Outliers (advanced)

Note This is an advanced opt-in feature.

Numerical Outliers

Kodak Coin! In 2018 Kodak announced themselves as Kodak Coin and witnessed a steep change in their stock price. Collibra DQ automatically captured this event and provided the ability to drill into the item.

outlier example

Complex outliers made Simple

Even though Collibra DQ uses complex formulas to identify the correct outliers in a dataset, it uses simple terms when displaying them. If you notice below the change happened gradually, therefore if you only compared averages or previous values you would not understand the full impact of this price change. 0% changed from yesterday and its moving/trailing average would have caught up.

Dynamic history options

Data may not always enter your data pipeline on time and as expected due to weekend, holidays, errors, etc. To help capture outliers in spite of gaps, there are two main options:

  • 1) Extend the lookback period (to 10 days from 5 days, for example)
  • 2) Utilize additional flags per below (fllbminrow new as of 2021.11)
Flag Description Example
fllbminrow File Lookback Minimum Rows: determines minimum number of rows that a previous file scan needs to be counted as file lookback

-fllbminrow 1 (counts nay DQ scans with 1 or more row in minimum history)

-fllbminrow 0 (default behavior, row count does not matter)

dllb Date Lookback: determines how many days of learning -dllb 5 (5 days)

Upper & Lower Bound Limits

Collibra DQ automatically detects and flags data that falls outside of preset Upper Bound or Lower Bound limits. If data is detected outside of these limits, an alert is generated to notify of an outlier. Setting these limits allows you to finetune your ability to identify outliers.

Categorical Outliers

Categorical Outliers are much different than numerical outliers and require separate techniques to automatically capture meaningful anomalies. The details regarding Collibra DQ's methodology and testing can be found below, 3 minute read on the topic.

Categorical Outliers Don't Exist

Collibra DQ will automatically learn the normal behavior of your String and Categorical attributes such as STOCK,OPTION,FUTURE or state codes such as MD,NC,D.C. When a strange pattern occurs (e.g NYC instead of NY), Collibra DQ will show this as a categorical outlier.

## INFORMATION SHOWN
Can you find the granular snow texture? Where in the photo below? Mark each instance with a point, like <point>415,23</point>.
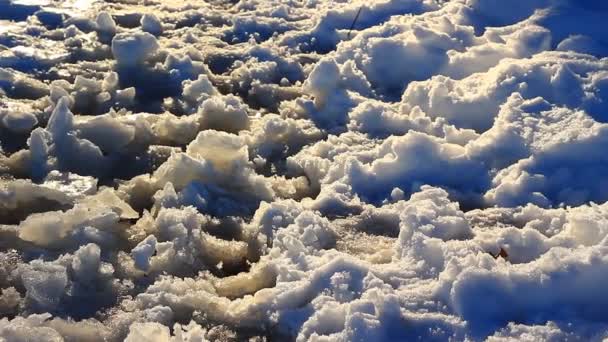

## EXERCISE
Resume the Collibra DQ outliers guide, picking up right after its final sentence about "NYC instead of NY".

## OUTPUT OF THE EXERCISE
Collibra DQ is able to detect Categorical Outliers both with and without taking time into account. If a time dimension is not provided, Collibra DQ will calculate the distribution of categorical values within the available data, and identify the values that fall into the most infrequent percentile (configurable).

Categorical Outliers without Time

If a time dimension is provided, Collibra DQ will first identify infrequent categories in the historical context and then in the context of the current DQ Check. Only values that are historically infrequent or non-existent, and are infrequent in the current run will be considered Outliers.

Categorical Outliers with Time

Training Outlier Detection Model

Although Collibra DQ uses different techniques to detect Numerical and Categorical Outliers, the training process is very similar.

At a minimum, Collibra DQ requires historical data that can be used as the training dataset. If no other input is provided, Collibra DQ will calculate the normal range for each selected column and look for numerical and categorical outliers within the training dataset without any further context. The output will essentially consist of infrequent values that fall outside the normal range of each column.

add outlier detection

To obtain more targeted results, the Collibra DQ requires a "key" column. This column will be used to provide context by grouping each column by the key column. Defining a good key column tends to provide results that are a better indicators of actual data quality issues instead of simply infrequent values.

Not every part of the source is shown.